[Exercise] Please edit the records below so that "limestone block" becomes "sandstone block", keeping everything else the same.

─── Exercise inputs ───

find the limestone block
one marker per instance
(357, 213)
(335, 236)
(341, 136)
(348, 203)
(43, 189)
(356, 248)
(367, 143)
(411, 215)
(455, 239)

───

[Full solution]
find the sandstone block
one marker per instance
(357, 213)
(335, 236)
(341, 136)
(348, 203)
(43, 189)
(356, 248)
(367, 143)
(411, 215)
(455, 239)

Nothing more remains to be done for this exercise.